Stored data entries
* * * *
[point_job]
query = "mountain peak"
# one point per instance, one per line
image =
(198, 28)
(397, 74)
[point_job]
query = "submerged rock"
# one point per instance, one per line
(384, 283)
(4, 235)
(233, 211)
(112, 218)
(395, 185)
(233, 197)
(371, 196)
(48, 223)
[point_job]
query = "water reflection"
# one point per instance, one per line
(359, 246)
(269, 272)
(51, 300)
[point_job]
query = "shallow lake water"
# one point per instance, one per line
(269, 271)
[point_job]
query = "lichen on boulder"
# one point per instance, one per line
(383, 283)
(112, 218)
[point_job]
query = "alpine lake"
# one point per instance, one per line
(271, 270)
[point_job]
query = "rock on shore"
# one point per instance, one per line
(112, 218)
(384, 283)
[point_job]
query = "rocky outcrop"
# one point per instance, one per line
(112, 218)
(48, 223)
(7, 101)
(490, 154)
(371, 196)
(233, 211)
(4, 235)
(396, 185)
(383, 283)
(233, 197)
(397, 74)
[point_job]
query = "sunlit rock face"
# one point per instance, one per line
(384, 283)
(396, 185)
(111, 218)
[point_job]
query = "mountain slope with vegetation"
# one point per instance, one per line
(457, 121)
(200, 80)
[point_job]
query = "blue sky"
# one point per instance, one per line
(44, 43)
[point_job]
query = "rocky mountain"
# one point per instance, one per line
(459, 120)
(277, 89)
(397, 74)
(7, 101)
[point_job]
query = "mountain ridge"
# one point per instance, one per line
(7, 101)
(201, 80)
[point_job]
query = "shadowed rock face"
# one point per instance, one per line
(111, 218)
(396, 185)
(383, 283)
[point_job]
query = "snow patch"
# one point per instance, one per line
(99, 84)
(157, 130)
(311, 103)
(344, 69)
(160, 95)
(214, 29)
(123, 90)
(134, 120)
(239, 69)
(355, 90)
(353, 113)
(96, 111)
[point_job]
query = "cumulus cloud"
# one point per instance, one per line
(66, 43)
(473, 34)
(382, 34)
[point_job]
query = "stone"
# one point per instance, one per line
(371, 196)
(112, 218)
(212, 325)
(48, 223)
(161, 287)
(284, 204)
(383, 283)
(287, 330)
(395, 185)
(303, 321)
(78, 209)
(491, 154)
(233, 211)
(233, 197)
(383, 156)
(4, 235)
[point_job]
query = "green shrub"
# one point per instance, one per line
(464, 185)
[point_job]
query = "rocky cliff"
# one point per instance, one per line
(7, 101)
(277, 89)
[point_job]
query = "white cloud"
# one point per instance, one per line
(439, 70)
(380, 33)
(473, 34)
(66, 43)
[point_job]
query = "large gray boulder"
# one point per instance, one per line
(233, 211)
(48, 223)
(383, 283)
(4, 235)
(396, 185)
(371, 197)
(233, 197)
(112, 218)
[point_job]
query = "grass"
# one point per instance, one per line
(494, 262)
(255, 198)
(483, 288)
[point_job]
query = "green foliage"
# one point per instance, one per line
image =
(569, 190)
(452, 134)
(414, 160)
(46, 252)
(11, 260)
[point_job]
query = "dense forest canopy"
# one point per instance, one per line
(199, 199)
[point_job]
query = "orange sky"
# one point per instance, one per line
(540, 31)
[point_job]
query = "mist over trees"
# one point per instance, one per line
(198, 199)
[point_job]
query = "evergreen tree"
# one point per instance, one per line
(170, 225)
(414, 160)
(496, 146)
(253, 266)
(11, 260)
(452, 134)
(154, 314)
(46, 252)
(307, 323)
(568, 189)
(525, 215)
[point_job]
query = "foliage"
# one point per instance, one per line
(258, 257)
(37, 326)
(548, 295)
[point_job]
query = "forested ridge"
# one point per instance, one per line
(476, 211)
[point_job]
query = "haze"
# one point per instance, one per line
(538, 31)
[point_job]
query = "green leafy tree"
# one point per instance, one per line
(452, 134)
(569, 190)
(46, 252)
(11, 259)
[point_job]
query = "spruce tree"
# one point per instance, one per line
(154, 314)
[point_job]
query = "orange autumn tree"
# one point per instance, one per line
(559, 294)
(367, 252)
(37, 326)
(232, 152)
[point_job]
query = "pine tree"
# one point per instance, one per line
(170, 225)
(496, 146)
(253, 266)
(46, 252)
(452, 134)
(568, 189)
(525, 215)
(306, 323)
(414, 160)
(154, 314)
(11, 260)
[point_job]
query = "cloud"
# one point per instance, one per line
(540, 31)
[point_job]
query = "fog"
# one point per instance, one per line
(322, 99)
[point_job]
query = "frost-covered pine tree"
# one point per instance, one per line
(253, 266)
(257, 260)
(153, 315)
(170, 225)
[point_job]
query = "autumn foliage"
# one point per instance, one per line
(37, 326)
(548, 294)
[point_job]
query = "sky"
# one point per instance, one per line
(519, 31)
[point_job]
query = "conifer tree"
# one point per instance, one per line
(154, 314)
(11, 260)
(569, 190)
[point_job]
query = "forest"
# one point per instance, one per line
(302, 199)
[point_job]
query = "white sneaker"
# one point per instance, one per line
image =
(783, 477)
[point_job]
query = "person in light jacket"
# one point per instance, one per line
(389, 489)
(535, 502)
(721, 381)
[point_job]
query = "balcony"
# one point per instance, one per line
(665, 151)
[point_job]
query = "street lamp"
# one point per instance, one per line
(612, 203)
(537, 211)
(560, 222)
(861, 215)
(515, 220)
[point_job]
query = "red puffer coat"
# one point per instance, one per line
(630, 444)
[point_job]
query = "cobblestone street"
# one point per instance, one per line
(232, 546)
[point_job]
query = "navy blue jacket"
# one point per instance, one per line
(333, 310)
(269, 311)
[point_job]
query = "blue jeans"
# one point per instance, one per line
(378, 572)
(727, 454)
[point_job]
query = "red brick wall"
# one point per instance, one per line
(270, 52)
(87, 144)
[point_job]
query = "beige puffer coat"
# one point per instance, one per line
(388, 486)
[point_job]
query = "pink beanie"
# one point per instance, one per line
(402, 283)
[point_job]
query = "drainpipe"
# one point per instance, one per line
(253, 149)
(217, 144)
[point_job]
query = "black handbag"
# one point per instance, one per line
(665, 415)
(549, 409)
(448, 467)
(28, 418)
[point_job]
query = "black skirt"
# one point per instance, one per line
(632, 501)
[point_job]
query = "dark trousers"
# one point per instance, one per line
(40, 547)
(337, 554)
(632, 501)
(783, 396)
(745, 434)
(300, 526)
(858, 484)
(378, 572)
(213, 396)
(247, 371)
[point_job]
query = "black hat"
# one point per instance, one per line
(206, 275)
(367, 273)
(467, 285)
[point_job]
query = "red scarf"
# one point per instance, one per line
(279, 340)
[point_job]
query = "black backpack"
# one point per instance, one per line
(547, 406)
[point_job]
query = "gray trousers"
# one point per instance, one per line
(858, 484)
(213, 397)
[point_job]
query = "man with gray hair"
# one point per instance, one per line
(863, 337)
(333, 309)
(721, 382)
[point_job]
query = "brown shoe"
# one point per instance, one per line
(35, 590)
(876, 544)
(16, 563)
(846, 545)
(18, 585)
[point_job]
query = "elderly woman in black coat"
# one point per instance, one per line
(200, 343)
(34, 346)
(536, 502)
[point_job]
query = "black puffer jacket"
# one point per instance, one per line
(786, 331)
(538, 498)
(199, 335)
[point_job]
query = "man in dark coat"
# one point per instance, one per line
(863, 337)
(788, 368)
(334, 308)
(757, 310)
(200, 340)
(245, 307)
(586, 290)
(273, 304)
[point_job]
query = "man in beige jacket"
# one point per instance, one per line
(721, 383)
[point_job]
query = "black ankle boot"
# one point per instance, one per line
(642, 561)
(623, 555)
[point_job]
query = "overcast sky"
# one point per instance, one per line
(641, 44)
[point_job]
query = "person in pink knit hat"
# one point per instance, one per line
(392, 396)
* * * *
■ **Your instructions**:
Pick out every line in the data above that contains the word "autumn", matching case exactly.

■ **Result below**:
query = "orange autumn tree"
query = "autumn foliage"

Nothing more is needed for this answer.